- EXERCISE OBJECTIVE
Can you retype every one of the records below word for word, without changing a single line?

- SUPPLIED DATA
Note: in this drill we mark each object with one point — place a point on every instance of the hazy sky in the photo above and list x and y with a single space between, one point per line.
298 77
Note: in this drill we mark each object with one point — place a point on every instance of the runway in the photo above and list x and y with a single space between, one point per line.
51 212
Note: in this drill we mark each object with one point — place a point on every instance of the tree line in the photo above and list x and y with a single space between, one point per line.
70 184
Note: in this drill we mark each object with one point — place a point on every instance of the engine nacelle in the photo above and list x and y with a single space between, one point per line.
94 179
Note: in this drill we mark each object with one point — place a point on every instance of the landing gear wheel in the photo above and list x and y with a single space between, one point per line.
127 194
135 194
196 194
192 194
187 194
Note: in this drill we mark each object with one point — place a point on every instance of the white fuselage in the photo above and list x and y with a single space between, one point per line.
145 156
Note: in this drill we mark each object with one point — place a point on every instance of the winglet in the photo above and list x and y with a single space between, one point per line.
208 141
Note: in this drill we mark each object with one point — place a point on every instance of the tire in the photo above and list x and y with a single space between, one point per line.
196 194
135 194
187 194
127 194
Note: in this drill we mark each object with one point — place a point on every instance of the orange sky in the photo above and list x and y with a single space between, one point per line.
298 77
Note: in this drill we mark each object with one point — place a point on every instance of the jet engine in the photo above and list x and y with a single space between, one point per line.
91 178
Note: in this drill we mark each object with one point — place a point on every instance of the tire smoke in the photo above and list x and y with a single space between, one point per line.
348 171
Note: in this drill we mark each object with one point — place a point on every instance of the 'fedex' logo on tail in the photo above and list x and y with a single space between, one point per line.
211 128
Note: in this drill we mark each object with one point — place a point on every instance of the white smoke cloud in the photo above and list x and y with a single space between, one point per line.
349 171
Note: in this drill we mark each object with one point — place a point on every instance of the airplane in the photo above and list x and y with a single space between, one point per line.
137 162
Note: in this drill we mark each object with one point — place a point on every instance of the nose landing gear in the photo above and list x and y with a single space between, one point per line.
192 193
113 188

- ANSWER TO THIS TASK
Note: in this drill we mark each object with one point — place a point on every instance of the hazy sky in the photo above and list x and y with a single space between, one point per line.
298 77
Note: in this drill we mark each object with one point — place a point on every instance of the runway in the photo above and list x and y with a single space between, one point per line.
51 212
Note: in this drill we mark each object with one point — place a point on every instance of the tree line in the photo above and list x and y with a single space between, one point per line.
70 184
Note: in this drill we mark each object with one point — place a point on every instance of the engine nacelle in the photo above and list x and y with a single space between, one point per line.
94 179
Note: in this drill we mark each object with one point — place a point on every instance of the landing gear wheel in the photo above and list x and y with a single space between, one point per line.
127 194
135 194
196 194
192 194
187 194
Note: in this drill we mark each object with one point — place a point on every instance of the white fuselage in the photo above and list x and y with a single space between, one point per line.
145 156
Note: in this drill we mark each object with one point — place a point on every instance of the winglet in the photo above and list x and y with a single space between, one point per line.
208 141
Note: in this drill we mark each object with one point — place a point on every instance of the tire in the photo above and list x and y with a single space between, one point per line.
196 194
135 194
187 194
127 194
Note: in this drill we mark each object with one point — place a point on every instance of the orange sky in the photo above and list x and y with a single space between, one point per line.
298 77
Note: in this drill we mark each object with one point — place a point on every instance of the jet engine in the photo above and list x and y with a single space between, one point per line.
91 178
Note: in this drill we mark each object with one point — place a point on every instance of the tire smoke in the photo above and list x and y with a single space between, one point per line.
348 171
Note: in this drill we mark each object with one point — place a point on every instance of the 'fedex' logo on tail in the photo above and list x and y with a single space between, one point per line.
211 128
Note: in this drill we mark each object with one point — place a point on every instance of the white smoke cloud in the photo above and list x and y with a single space between, one point per line.
349 171
Note: in this drill we mark each object with one point — place a point on every instance of the airplane in the photo above and list x and y with a single space between, one point per line.
137 162
Note: in this drill we mark each object with one point — place a point on every instance of the nose landing gear in the photo above and list x and y with a single space between, one point per line.
192 193
113 188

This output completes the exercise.